| PROBLEM TO SOLVE |
Please lay out the lines below as a numbered list, leaving out blank lines and including nothing else, starting with the line that contains "drop a dot on every instance of the window" and going on through the last line of the entries.

## begin RECORD EXCERPTS

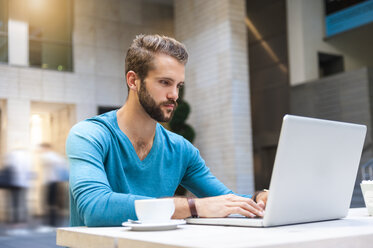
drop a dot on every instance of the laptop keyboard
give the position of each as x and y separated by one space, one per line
242 216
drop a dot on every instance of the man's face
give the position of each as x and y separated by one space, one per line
160 89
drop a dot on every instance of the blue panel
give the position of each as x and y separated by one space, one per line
349 18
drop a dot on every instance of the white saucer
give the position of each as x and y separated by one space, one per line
169 225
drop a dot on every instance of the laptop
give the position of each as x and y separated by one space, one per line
313 175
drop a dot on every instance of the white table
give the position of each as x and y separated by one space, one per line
356 230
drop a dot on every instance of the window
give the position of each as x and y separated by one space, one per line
50 34
4 31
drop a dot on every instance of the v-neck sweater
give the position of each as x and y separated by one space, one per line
107 176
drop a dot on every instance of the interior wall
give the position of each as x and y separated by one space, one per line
305 21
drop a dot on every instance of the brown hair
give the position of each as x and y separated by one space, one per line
141 53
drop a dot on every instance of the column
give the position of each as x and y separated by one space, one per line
217 86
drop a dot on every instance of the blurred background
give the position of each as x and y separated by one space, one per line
251 62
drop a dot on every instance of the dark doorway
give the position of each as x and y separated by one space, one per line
330 64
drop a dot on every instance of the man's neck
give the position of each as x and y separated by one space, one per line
138 126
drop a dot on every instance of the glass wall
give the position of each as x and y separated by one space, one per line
50 34
4 31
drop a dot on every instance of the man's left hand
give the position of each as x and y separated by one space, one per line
261 199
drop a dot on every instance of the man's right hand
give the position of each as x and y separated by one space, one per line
224 205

## end RECORD EXCERPTS

| CORRECT ANSWER |
1. drop a dot on every instance of the window
2. give the position of each as x and y separated by one space, one per line
3. 50 34
4. 4 31
5. drop a dot on every instance of the v-neck sweater
6. give the position of each as x and y separated by one space, one per line
7. 107 176
8. drop a dot on every instance of the interior wall
9. give the position of each as x and y separated by one space, one per line
10. 305 21
11. drop a dot on every instance of the brown hair
12. give the position of each as x and y separated by one space, one per line
13. 141 53
14. drop a dot on every instance of the column
15. give the position of each as x and y separated by one space, one per line
16. 217 86
17. drop a dot on every instance of the blurred background
18. give the position of each as x and y separated by one space, one per line
19. 251 62
20. drop a dot on every instance of the dark doorway
21. give the position of each as x and y separated by one space, one per line
22. 330 64
23. drop a dot on every instance of the man's neck
24. give the position of each as x and y separated by one space, one per line
25. 138 126
26. drop a dot on every instance of the glass wall
27. give the position of each as x and y separated by one space, one per line
28. 50 34
29. 4 31
30. drop a dot on every instance of the man's left hand
31. give the position of each as x and y separated by one space, one per line
32. 261 199
33. drop a dot on every instance of the man's right hand
34. give the position of each as x and y separated by one space, one per line
35. 224 205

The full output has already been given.